═════ The records ═════

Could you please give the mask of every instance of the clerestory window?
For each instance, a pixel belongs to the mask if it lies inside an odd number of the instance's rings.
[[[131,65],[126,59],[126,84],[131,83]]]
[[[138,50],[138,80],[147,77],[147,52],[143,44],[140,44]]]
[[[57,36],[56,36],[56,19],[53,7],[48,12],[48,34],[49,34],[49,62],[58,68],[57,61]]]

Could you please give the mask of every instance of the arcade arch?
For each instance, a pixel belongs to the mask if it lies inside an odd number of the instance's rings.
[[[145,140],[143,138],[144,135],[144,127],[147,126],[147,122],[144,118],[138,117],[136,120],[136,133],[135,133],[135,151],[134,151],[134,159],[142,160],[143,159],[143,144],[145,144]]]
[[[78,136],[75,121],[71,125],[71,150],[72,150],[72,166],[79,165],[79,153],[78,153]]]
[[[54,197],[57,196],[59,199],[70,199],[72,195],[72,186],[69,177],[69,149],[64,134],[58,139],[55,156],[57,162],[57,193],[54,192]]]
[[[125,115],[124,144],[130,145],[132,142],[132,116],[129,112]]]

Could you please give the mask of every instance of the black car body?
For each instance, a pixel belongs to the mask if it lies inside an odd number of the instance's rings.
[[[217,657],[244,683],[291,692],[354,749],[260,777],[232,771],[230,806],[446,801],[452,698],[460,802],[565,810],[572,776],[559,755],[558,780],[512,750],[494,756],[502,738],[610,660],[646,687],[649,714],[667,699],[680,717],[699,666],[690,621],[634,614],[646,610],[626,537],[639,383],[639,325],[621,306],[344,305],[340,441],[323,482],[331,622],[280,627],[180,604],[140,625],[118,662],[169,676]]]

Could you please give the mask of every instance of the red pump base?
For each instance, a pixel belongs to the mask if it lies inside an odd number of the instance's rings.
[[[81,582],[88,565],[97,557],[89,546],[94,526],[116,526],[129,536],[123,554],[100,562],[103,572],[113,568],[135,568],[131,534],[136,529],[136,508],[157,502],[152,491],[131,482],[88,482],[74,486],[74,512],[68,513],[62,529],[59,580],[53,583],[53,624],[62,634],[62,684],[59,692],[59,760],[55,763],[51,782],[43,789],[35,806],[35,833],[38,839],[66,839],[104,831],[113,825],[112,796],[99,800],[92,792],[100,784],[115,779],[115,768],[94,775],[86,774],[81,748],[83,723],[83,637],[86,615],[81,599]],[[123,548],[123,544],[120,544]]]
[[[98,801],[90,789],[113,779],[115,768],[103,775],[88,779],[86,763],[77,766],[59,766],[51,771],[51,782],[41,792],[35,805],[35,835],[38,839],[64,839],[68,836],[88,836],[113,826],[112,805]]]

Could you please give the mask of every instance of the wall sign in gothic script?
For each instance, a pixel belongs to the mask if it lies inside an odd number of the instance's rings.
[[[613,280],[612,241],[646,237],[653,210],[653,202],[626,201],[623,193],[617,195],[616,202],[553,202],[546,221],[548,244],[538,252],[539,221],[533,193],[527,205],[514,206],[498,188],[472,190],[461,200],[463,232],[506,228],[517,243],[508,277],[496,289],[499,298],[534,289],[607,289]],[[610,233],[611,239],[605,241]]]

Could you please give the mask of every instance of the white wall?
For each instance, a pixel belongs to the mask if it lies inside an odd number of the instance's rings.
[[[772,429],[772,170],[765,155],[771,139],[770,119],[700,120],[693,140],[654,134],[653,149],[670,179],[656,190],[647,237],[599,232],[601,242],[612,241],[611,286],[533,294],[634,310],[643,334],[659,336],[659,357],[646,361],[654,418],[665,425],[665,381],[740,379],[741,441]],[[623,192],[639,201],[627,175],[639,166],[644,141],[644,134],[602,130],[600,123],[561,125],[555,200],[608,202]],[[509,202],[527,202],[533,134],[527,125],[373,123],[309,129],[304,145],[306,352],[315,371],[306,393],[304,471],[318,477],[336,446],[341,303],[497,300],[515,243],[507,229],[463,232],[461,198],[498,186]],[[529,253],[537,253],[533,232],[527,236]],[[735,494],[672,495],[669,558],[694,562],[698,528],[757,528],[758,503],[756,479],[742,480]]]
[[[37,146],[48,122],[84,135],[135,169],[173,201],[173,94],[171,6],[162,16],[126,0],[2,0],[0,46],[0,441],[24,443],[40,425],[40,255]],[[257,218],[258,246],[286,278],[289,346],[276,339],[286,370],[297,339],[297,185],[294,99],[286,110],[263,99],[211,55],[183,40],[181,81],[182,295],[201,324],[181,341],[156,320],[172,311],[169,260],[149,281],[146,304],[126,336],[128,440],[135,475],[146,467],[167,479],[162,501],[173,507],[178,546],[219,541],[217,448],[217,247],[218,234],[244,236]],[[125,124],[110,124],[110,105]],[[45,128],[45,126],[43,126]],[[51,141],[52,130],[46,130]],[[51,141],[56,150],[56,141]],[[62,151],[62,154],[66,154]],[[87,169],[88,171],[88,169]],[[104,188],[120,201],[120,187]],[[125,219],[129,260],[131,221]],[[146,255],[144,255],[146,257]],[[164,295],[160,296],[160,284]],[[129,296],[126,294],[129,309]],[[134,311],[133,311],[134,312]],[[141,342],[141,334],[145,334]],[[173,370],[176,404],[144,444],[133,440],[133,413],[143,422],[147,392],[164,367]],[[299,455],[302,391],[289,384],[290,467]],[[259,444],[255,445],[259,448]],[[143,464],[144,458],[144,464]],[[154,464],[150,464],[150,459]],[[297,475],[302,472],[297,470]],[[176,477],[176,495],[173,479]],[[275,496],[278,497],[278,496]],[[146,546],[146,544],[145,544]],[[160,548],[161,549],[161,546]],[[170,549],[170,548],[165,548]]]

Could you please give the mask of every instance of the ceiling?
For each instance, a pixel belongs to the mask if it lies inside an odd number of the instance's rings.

═════

### Problem to work on
Print the listing above in full, exactly as it is.

### Complete response
Could you please give the mask of every instance of the clerestory window?
For each instance, a pixel belongs to the mask if it lies inside an odd number of the instance's rings.
[[[131,65],[126,59],[126,84],[131,83]]]
[[[138,50],[138,80],[147,77],[147,52],[143,44],[140,44]]]
[[[57,36],[56,36],[56,19],[53,7],[48,12],[48,34],[49,34],[49,62],[58,68],[57,61]]]

Could you please give the mask of every instance of the arcade arch?
For each instance, a pixel belongs to the mask if it lies inside an odd number of the instance's rings.
[[[145,140],[143,138],[144,135],[144,127],[147,126],[147,122],[144,118],[138,117],[136,120],[136,133],[135,133],[135,151],[134,151],[134,159],[142,160],[143,159],[143,144],[145,144]]]
[[[78,136],[75,121],[71,125],[71,150],[72,150],[72,166],[79,165],[79,153],[78,153]]]
[[[54,197],[57,196],[59,199],[70,199],[72,195],[72,186],[69,177],[69,149],[64,134],[58,139],[55,156],[57,162],[57,193],[54,192]]]
[[[125,115],[124,144],[130,145],[132,142],[132,116],[129,112]]]

Could you please give the mask of every instance of the black car body?
For each instance, a pixel belongs to the mask if it lies inside an odd number of the instance's rings.
[[[217,657],[244,683],[291,692],[354,749],[260,777],[232,771],[230,806],[446,801],[452,698],[460,802],[565,810],[572,776],[559,755],[558,780],[512,750],[494,756],[502,738],[610,660],[646,687],[649,714],[667,699],[680,717],[699,666],[690,621],[634,614],[646,610],[626,537],[639,383],[639,325],[621,306],[344,305],[340,441],[323,482],[331,622],[280,627],[180,604],[140,625],[118,662],[169,676]]]

Could you please give the mask of every instance of the red pump base?
For each instance, a pixel belongs to the mask if it lies inside an odd number of the instance's rings.
[[[81,582],[88,565],[97,557],[89,546],[94,526],[116,526],[129,536],[123,554],[100,562],[103,572],[113,568],[135,568],[131,534],[136,529],[136,508],[157,502],[152,491],[131,482],[88,482],[74,486],[74,512],[68,513],[62,529],[59,580],[53,583],[53,624],[62,634],[62,684],[59,692],[59,760],[55,763],[51,782],[43,789],[35,806],[35,833],[38,839],[66,839],[104,831],[113,825],[112,796],[99,800],[92,792],[100,784],[115,779],[115,768],[94,775],[86,774],[81,748],[83,723],[83,637],[86,615],[81,599]],[[123,548],[123,544],[120,544]]]
[[[98,801],[90,789],[113,779],[115,768],[103,775],[88,779],[86,763],[77,766],[59,766],[51,771],[51,782],[41,792],[35,805],[35,835],[38,839],[64,839],[68,836],[88,836],[113,826],[112,805]]]

Could you please give the mask of every instance of the wall sign in gothic script?
For each instance, a pixel belongs to the mask if it lies inside an odd number of the instance's rings.
[[[613,280],[612,241],[646,237],[653,210],[653,202],[626,201],[623,193],[617,195],[616,202],[553,202],[546,221],[548,244],[538,252],[539,221],[533,193],[527,205],[514,206],[498,188],[472,190],[461,200],[463,232],[506,228],[517,243],[508,277],[496,289],[499,298],[534,289],[607,289]],[[610,233],[611,239],[605,241]]]

Could you please give the mask of every instance of the white wall?
For each instance, a pixel belongs to the mask if it lies inside an odd number of the instance's rings.
[[[772,429],[772,170],[765,155],[771,139],[770,119],[700,120],[693,140],[654,134],[653,149],[670,179],[656,190],[647,237],[599,232],[601,242],[612,241],[611,286],[533,294],[634,310],[643,334],[659,336],[659,357],[646,361],[654,418],[665,425],[665,381],[740,379],[741,441]],[[623,192],[639,201],[627,175],[639,166],[644,141],[644,134],[602,130],[600,123],[561,125],[555,200],[608,202]],[[509,202],[527,202],[533,134],[527,125],[373,123],[309,129],[304,145],[306,352],[315,371],[306,393],[304,471],[318,477],[336,446],[341,303],[497,300],[515,243],[507,229],[463,232],[461,198],[498,186]],[[529,253],[537,253],[533,232],[527,236]],[[735,494],[672,495],[669,558],[694,562],[698,528],[757,528],[758,503],[756,479],[742,480]]]
[[[37,146],[48,122],[84,135],[135,169],[173,201],[173,94],[171,6],[162,16],[126,0],[2,0],[0,46],[0,441],[24,443],[40,425],[40,255]],[[257,218],[258,246],[286,278],[289,346],[276,339],[286,370],[297,339],[297,185],[294,99],[286,110],[263,99],[211,55],[183,40],[181,81],[182,295],[201,324],[181,341],[156,320],[172,311],[169,260],[149,281],[146,304],[126,336],[128,440],[135,475],[146,467],[167,479],[162,501],[173,507],[178,546],[219,541],[217,448],[217,247],[218,234],[244,236]],[[125,124],[110,124],[110,105]],[[45,128],[45,126],[43,126]],[[51,141],[52,130],[46,130]],[[51,141],[56,150],[56,141]],[[62,151],[62,154],[66,154]],[[87,169],[88,171],[88,169]],[[104,188],[120,201],[120,187]],[[125,219],[129,260],[131,221]],[[146,255],[144,255],[146,257]],[[164,295],[160,296],[160,284]],[[129,296],[126,294],[129,309]],[[134,311],[133,311],[134,312]],[[141,342],[141,334],[145,334]],[[173,370],[176,404],[144,444],[133,440],[133,413],[143,422],[147,392],[164,367]],[[299,455],[302,391],[289,384],[290,467]],[[259,444],[255,445],[259,448]],[[143,464],[144,458],[144,464]],[[154,464],[150,464],[150,459]],[[297,475],[302,472],[297,470]],[[176,477],[176,495],[173,479]],[[275,496],[278,497],[278,496]],[[146,546],[146,544],[145,544]],[[160,548],[161,549],[161,546]],[[170,549],[170,548],[165,548]]]

Could you please give the mask of every instance of the ceiling?
For each instance, a pixel belongs to the mask if it lies inside an odd number of the instance's rings.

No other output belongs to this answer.